• **Text block**:
In [29]:
import spacy
import os
import pandas as pd
from spacy.matcher import Matcher
from google.colab import files

In [30]:
Condition = ['depending', 'necessary', 'appropriate',
                 'inappropriate', 'as needed', 'as applicable',
                 'otherwise reasonably', 'sometimes',
                 'from time to time']
Generalization = ['generally', 'mostly', 'widely',
                  'general', 'commonly',
                  'usually', 'normally', 'typically',
                  'largely', 'often', 'primarily',
                  'among other things']
Modality = ['may', 'might', 'can', 'could', 'would',
            'likely', 'possible', 'possibly']
Numeric_quantifier = ['anyone', 'certain', 'everyone',
                      'numerous', 'some', 'most', 'few',
                      'much', 'many', 'various',
                      'including but not limited to']

In [31]:
Path = "/content/input/"
filelist = os.listdir(Path)
txt_files = []
file_names = []
for i in filelist:
    if i.endswith(".txt"):
        file_names.append(i)
        with open(Path + i, 'r') as f:
            txt_files.append(f.read())

## Bradley-Terry Coeff

In [32]:
bt_coef ={
    "CN": 1.619,
    "C": 1.783,
    "CM": 1.864,
    "CMN": 2.125,
    "CG": 2.345,
    "CGN": 2.443,
    "MN": 2.569,
    "N": 2.710,
    "M": 2.865,
    "CGMN": 2.899,
    "CGM": 2.968,
    "GN": 3.281,
    "GMN": 3.506,
    "G": 3.550,
    "GM": 4.045
}

## Policy String

In [33]:
Policies = pd.DataFrame([file_names, txt_files]).T
Policies.columns = ["File_name", "text_content"]

In [34]:
Policies

Unnamed: 0,File_name,text_content
0,GamersGLToolProwithGameTurbo&PingBooster.txt,Privacy PolicyYour privacy is important to us....
1,Tasker.txt,Tasker for AndroidTaskerHomeDownloadTaskerNetU...
2,PandaGamepadPro(BETA).txt,Privacy Policy of Panda Gaming StudioSearch th...
3,GaanaMusicHindiSongFreeTamilTeluguMP3App.txt,Privacy PolicyThis Privacy Policy explains ou...
4,WynkMusic-NewMP3HindiTamilSong&PodcastApp.txt,Privacy PolicyData CollectionAt the time you (...
...,...,...
71,SAXVideoPlayer-AllinoneHdFormatpro2021.txt,HomeSearch this sitePrivacy PolicyProtecting y...
72,"KineMaster-VideoEditor,VideoMaker.txt",Privacy Policy (Android) – HELP CENTER ...

• **Dataset rows**:
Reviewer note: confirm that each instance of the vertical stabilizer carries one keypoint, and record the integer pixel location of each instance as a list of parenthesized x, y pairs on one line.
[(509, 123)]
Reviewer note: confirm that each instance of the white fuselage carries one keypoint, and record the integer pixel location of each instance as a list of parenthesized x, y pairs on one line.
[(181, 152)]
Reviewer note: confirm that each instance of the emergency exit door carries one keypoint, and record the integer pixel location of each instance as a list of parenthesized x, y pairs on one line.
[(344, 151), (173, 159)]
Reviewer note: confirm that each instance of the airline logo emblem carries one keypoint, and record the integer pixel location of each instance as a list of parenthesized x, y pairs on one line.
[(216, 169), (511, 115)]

* * *

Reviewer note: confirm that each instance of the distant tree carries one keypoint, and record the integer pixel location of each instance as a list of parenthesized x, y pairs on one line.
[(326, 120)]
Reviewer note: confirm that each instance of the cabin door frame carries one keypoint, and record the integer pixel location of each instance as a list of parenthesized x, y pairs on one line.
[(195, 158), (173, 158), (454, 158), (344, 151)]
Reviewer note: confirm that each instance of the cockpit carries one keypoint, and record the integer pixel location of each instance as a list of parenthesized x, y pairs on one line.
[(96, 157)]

• **What to do**:
**A)** Rewrite the entries from the line containing "Reviewer note: confirm that each instance of the airline" through the line containing "[(216, 169), (511, 115)]" as a numbered list, leaving out any blank lines.
**B)** Carry on the notebook that scores vague wording in app privacy policies, starting after its last line.

• **Answers provided**:
**A)**
1. Reviewer note: confirm that each instance of the airline logo emblem carries one keypoint, and record the integer pixel location of each instance as a list of parenthesized x, y pairs on one line.
2. [(216, 169), (511, 115)]

**B)**
73,RAM&GameBoosterbyAugustro(67%OFF).txt,Augustro Privacy PolicyPrivacy PolicyAugustro ...
74,RhythmwithTabla&TanpuraPREMIUM.txt,PSS Labs | Rhythm with Tabla & Tanpura - Priva...


## Index Tracking


In [35]:
def len_str(x):
  return len(x)

In [36]:
keepWords = Condition + Generalization + Modality + Numeric_quantifier

index_tracker = {}
for num, i in enumerate(keepWords):
  index_tracker[i] = num
_ = keepWords.sort(key=len_str, reverse=True)

## Matcher

In [37]:
nlp = spacy.load('en')

matcher = Matcher(nlp.vocab)
for i in keepWords:
  rule = [ {"LOWER": j } for j in i.split() ]
  matcher.add(i, None, rule)

## Functions

In [38]:
def generateVec(sentence):
  text = nlp(sentence)

  final = []
  category_vaguesness = {"C": 0, "G": 0, "M": 0, "N": 0}
  for i in range(len(keepWords)):
    final.append(0)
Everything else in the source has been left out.